* **GIVEN REQUEST**: Put every nonblank line of the items below into a Markdown table with two columns, Row and Line. Number the rows sequentially and skip blank lines.

* **GIVEN INFORMATION**:
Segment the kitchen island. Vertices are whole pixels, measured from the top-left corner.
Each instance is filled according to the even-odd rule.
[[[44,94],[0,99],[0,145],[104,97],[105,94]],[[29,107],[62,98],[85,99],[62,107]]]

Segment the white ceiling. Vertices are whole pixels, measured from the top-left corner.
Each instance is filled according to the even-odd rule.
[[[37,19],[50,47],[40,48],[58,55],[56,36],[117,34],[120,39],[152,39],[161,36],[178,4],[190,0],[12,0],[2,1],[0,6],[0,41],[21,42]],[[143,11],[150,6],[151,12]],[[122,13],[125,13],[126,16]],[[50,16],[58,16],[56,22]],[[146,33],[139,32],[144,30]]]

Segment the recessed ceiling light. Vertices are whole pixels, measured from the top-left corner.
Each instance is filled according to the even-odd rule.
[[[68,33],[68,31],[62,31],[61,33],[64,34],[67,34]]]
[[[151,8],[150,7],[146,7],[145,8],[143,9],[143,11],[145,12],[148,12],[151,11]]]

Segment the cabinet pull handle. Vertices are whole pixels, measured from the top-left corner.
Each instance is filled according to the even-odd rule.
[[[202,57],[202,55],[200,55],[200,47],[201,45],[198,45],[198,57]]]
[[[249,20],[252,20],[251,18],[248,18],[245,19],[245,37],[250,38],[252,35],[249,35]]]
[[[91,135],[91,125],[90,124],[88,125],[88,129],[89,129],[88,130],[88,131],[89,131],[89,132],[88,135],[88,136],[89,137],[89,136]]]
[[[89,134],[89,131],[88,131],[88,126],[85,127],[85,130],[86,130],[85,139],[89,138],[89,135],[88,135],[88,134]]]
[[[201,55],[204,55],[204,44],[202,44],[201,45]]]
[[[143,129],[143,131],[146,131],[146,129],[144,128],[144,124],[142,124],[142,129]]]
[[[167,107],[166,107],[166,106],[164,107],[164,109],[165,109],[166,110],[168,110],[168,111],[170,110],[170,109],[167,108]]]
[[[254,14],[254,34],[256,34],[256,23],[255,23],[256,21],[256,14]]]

* **EXERCISE RESPONSE**:
| Row | Line |
|---|---|
| 1 | Segment the kitchen island. Vertices are whole pixels, measured from the top-left corner. |
| 2 | Each instance is filled according to the even-odd rule. |
| 3 | [[[44,94],[0,99],[0,145],[104,97],[105,94]],[[29,107],[62,98],[85,99],[62,107]]] |
| 4 | Segment the white ceiling. Vertices are whole pixels, measured from the top-left corner. |
| 5 | Each instance is filled according to the even-odd rule. |
| 6 | [[[37,19],[50,47],[40,48],[58,55],[56,36],[117,34],[120,39],[152,39],[161,36],[178,4],[190,0],[12,0],[2,1],[0,6],[0,41],[21,42]],[[143,11],[150,6],[151,12]],[[122,13],[125,13],[126,16]],[[50,16],[58,16],[56,22]],[[146,33],[139,32],[144,30]]] |
| 7 | Segment the recessed ceiling light. Vertices are whole pixels, measured from the top-left corner. |
| 8 | Each instance is filled according to the even-odd rule. |
| 9 | [[[68,33],[68,31],[62,31],[61,33],[64,34],[67,34]]] |
| 10 | [[[151,8],[150,7],[146,7],[145,8],[143,9],[143,11],[145,12],[148,12],[151,11]]] |
| 11 | Segment the cabinet pull handle. Vertices are whole pixels, measured from the top-left corner. |
| 12 | Each instance is filled according to the even-odd rule. |
| 13 | [[[202,57],[202,55],[200,55],[200,47],[201,45],[198,45],[198,57]]] |
| 14 | [[[249,20],[252,20],[251,18],[248,18],[245,19],[245,37],[250,38],[252,35],[249,35]]] |
| 15 | [[[91,135],[91,125],[90,124],[88,125],[88,129],[89,129],[88,130],[88,131],[89,131],[89,132],[88,135],[88,136],[89,137],[89,136]]] |
| 16 | [[[89,134],[89,131],[88,131],[88,126],[85,127],[85,130],[86,130],[85,139],[89,138],[89,135],[88,135],[88,134]]] |
| 17 | [[[201,55],[204,55],[204,44],[202,44],[201,45]]] |
| 18 | [[[143,129],[143,131],[146,131],[146,129],[144,128],[144,124],[142,124],[142,129]]] |
| 19 | [[[167,107],[166,107],[166,106],[164,107],[164,109],[165,109],[166,110],[168,110],[168,111],[170,110],[170,109],[167,108]]] |
| 20 | [[[254,14],[254,34],[256,34],[256,23],[255,23],[256,21],[256,14]]] |